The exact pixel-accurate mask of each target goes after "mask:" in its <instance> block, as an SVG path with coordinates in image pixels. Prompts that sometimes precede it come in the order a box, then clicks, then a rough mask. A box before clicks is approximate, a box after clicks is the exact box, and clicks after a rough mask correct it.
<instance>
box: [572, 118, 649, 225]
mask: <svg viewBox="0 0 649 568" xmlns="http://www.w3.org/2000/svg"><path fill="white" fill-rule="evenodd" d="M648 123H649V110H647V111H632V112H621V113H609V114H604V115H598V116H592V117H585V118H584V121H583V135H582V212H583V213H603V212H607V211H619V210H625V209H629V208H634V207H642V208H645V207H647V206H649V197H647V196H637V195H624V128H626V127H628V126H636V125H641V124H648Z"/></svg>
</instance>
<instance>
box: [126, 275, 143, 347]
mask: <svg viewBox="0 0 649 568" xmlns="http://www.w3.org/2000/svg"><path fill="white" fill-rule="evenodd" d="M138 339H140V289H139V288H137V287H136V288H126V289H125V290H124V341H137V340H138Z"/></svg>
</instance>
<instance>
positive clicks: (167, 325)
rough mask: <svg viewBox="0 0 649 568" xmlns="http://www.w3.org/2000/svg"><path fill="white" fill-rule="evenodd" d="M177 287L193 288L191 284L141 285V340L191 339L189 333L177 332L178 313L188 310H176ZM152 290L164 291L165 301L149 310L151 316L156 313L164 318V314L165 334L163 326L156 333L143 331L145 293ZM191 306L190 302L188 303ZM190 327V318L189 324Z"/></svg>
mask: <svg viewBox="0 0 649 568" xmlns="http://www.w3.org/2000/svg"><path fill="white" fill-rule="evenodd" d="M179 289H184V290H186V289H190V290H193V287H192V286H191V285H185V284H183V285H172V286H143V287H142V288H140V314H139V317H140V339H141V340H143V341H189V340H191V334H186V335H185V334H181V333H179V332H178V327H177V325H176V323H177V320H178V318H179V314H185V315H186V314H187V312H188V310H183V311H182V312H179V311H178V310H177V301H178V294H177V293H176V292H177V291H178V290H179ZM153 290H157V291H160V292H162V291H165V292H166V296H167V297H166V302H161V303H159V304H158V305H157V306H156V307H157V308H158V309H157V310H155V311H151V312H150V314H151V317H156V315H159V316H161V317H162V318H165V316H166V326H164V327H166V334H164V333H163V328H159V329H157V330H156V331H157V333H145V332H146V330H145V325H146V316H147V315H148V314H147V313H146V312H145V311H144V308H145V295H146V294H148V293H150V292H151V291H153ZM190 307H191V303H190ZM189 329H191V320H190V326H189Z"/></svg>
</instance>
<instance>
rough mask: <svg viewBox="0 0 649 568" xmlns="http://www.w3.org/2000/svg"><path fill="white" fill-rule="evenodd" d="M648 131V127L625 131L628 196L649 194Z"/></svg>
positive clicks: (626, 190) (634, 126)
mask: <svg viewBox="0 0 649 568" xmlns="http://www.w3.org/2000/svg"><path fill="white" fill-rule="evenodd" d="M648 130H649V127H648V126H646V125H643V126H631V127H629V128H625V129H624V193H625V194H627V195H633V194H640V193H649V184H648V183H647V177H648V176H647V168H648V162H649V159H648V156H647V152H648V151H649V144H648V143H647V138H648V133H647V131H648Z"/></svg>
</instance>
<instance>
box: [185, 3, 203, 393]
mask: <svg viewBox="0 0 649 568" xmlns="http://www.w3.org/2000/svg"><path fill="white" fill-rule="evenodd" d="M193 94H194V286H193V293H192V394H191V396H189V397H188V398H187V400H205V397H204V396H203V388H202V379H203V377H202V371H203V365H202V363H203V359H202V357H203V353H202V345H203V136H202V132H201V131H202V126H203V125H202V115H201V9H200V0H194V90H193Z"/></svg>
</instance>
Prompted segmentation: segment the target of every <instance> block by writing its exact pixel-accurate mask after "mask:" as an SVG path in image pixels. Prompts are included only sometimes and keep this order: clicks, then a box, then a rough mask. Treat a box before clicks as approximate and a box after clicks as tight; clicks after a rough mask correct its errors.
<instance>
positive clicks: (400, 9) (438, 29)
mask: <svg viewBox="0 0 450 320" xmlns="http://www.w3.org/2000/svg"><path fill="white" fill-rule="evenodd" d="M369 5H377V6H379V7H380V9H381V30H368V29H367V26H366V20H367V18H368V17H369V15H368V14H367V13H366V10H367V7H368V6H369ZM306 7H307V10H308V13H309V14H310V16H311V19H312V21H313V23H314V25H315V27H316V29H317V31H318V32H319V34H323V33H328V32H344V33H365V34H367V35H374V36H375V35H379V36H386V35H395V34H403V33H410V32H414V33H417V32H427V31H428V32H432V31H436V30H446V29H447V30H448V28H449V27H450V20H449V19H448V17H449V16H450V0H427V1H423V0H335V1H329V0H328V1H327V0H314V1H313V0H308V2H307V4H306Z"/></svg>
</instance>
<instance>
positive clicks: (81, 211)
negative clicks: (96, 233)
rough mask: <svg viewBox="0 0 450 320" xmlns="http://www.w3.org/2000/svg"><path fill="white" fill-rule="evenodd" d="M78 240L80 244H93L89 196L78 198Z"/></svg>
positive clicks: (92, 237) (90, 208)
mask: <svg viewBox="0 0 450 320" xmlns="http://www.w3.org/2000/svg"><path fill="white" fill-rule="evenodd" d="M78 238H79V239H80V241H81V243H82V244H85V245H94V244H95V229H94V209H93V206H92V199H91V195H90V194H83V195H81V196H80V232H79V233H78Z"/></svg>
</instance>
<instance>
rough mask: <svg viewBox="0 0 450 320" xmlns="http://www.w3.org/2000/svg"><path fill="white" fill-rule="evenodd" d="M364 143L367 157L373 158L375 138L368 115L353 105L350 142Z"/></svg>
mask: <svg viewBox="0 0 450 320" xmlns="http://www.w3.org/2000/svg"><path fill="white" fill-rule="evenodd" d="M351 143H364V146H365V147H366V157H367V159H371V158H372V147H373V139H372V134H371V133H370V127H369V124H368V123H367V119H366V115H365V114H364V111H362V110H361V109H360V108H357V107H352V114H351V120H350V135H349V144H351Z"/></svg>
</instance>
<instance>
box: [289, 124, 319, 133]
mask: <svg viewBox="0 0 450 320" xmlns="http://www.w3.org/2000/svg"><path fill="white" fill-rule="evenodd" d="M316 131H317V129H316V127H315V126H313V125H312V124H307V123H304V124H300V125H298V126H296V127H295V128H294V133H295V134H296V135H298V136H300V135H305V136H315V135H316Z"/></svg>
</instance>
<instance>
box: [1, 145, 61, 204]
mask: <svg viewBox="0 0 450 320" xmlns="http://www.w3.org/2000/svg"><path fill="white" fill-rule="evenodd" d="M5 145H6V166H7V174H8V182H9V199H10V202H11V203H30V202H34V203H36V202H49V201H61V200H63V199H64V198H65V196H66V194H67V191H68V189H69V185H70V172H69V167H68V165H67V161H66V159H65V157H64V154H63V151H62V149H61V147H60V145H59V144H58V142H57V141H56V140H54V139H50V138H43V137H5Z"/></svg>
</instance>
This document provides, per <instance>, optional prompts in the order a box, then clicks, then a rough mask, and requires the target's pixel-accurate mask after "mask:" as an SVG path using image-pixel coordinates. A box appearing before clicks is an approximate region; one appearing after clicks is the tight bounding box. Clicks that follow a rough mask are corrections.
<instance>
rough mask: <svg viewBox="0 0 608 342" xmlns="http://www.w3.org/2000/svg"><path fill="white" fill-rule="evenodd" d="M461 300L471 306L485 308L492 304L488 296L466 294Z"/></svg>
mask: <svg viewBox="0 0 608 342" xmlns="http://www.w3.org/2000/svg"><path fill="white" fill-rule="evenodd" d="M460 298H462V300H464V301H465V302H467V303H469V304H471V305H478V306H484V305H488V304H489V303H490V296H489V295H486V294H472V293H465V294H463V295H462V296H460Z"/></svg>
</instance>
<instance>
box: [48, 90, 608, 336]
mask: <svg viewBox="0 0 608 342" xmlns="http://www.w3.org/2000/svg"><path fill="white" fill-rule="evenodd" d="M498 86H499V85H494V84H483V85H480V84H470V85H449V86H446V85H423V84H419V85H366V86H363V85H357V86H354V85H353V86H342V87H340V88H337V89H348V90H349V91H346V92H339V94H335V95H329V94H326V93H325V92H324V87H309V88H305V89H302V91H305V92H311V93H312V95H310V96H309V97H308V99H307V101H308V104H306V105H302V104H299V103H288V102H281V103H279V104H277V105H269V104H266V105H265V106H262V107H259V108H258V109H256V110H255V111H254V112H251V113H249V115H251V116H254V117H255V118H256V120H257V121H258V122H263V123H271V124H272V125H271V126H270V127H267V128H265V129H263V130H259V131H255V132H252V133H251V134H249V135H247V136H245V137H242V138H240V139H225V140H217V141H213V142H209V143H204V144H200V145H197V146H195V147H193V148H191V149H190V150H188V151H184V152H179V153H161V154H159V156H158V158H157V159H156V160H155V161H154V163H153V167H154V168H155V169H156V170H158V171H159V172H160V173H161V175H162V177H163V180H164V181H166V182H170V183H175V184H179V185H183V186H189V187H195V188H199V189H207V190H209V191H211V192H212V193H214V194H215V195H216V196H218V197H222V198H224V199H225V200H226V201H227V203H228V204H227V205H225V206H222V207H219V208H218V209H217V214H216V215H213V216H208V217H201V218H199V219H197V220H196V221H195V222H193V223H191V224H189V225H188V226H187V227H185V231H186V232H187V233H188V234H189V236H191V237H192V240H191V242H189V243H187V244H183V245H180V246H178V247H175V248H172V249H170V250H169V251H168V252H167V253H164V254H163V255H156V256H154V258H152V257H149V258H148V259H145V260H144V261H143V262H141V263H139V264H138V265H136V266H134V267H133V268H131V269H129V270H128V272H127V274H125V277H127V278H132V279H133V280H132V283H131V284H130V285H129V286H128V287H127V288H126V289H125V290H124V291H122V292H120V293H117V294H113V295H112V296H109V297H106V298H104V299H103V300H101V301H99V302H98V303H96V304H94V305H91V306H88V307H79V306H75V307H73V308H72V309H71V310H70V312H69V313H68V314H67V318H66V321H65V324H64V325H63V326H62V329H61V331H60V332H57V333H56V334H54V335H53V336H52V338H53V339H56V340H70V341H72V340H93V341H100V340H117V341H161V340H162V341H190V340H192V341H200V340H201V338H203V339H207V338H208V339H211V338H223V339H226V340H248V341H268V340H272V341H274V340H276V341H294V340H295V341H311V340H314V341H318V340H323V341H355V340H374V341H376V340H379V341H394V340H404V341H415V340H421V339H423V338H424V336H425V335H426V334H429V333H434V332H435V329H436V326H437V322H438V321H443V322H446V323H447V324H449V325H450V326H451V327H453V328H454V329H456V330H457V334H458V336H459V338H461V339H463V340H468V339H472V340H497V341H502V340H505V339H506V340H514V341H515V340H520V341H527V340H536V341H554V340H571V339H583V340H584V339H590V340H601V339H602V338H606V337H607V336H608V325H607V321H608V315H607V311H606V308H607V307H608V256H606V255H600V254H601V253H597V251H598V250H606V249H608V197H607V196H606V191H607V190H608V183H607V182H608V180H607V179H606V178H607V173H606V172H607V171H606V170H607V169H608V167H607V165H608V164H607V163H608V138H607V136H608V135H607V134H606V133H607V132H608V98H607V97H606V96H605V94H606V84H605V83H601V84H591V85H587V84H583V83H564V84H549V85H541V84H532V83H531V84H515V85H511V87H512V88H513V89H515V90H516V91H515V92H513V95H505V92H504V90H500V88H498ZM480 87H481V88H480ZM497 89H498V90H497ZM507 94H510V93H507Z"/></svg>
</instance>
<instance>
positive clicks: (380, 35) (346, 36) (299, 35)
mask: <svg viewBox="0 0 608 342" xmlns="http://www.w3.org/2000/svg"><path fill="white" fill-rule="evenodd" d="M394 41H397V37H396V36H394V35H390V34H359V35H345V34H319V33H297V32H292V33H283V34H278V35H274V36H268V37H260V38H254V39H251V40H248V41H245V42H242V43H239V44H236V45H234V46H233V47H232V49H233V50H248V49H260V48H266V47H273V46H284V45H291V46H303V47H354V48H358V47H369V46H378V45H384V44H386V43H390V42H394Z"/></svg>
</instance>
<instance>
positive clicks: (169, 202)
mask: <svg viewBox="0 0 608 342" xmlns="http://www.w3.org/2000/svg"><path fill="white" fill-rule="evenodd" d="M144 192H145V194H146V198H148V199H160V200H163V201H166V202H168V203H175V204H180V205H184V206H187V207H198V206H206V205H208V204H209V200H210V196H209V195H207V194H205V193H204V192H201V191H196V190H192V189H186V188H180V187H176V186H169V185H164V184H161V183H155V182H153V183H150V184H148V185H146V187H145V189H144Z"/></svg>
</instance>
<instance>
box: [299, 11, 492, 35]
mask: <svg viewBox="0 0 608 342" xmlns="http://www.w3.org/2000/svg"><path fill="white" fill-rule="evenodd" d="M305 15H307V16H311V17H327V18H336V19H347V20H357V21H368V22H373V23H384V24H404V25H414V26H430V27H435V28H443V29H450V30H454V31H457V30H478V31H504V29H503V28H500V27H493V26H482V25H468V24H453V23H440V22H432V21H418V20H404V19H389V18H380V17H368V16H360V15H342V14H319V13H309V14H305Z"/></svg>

-*-*-

_Prompt_
Beginning with the very first line of the material, please return exactly each line down to and including the one with "positive clicks: (167, 325)".

_Task response_
The exact pixel-accurate mask of each target goes after "mask:" in its <instance> block, as an SVG path with coordinates in image pixels. Prompts that sometimes precede it come in the order a box, then clicks, then a rough mask. A box before clicks is approximate, a box after clicks is the exact box, and clicks after a rough mask correct it.
<instance>
box: [572, 118, 649, 225]
mask: <svg viewBox="0 0 649 568" xmlns="http://www.w3.org/2000/svg"><path fill="white" fill-rule="evenodd" d="M648 123H649V110H647V111H632V112H621V113H609V114H604V115H598V116H592V117H585V118H584V121H583V135H582V212H583V213H603V212H607V211H619V210H625V209H629V208H634V207H642V208H645V207H647V206H649V197H647V196H637V195H624V128H626V127H628V126H636V125H641V124H648Z"/></svg>
</instance>
<instance>
box: [126, 275, 143, 347]
mask: <svg viewBox="0 0 649 568" xmlns="http://www.w3.org/2000/svg"><path fill="white" fill-rule="evenodd" d="M138 339H140V289H139V288H137V287H136V288H126V289H125V290H124V341H137V340H138Z"/></svg>
</instance>
<instance>
positive clicks: (167, 325)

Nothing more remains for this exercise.